Re: Nutch Crawling - Failed for internet crawling

Posted by All day coders <ra...@gmail.com>.

Do you mind attaching the configuration files? That way is more human
readable. The hadoop.log file will be useful too (if too big, please
compress)

On Wed, May 21, 2008 at 1:27 AM, Sivakumar_NCS <si...@ncs.com.sg> wrote:

>
> Hi,
>
> I am a new bie to crawling and exploring the possiblities of crawling the
> internet websites from my work PC.My work environment is having a proxy to
> access the web.
> So I have configure the proxy information under the <NUTCH_HOME>/conf/ by
> overriding the nutch-site.xml.Attached is the xml for reference.

Stored rows:
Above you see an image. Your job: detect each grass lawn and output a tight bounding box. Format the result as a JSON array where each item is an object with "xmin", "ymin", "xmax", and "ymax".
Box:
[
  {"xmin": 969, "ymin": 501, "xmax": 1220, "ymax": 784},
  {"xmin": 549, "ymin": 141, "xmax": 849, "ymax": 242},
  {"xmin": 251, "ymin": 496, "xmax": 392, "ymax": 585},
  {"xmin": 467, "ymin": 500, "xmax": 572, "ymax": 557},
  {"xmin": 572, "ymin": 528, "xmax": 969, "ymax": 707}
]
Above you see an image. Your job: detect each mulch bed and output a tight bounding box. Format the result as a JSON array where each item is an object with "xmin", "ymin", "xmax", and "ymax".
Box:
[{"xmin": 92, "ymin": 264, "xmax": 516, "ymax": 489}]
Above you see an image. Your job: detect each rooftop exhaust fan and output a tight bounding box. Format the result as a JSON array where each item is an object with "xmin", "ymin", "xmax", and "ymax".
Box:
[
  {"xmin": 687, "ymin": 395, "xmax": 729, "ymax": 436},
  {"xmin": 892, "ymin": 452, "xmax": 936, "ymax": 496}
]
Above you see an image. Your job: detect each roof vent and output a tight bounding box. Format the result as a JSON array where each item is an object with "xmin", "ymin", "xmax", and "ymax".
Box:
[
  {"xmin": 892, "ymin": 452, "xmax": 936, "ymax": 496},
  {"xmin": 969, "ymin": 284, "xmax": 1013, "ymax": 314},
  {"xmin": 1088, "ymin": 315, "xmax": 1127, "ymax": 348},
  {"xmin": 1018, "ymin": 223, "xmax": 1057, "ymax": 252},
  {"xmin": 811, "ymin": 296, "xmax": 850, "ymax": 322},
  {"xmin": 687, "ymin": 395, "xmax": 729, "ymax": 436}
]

Task A:
According to the forum reply about Nutch crawling, why did the original poster put proxy information into nutch-site.xml?
Task B:
In the forum reply about Nutch crawling, retype the part that opens with the words containing "Do you mind" and closes with "access the web.".

Result A:
The poster's work environment uses a proxy to reach the web, and they wanted to crawl internet websites from their work PC. So they configured the proxy details under <NUTCH_HOME>/conf/ by overriding nutch-site.xml.

Result B:
Do you mind attaching the configuration files? That way is more human
readable. The hadoop.log file will be useful too (if too big, please
compress)

On Wed, May 21, 2008 at 1:27 AM, Sivakumar_NCS <si...@ncs.com.sg> wrote:

>
> Hi,
>
> I am a new bie to crawling and exploring the possiblities of crawling the
> internet websites from my work PC.My work environment is having a proxy to
> access the web.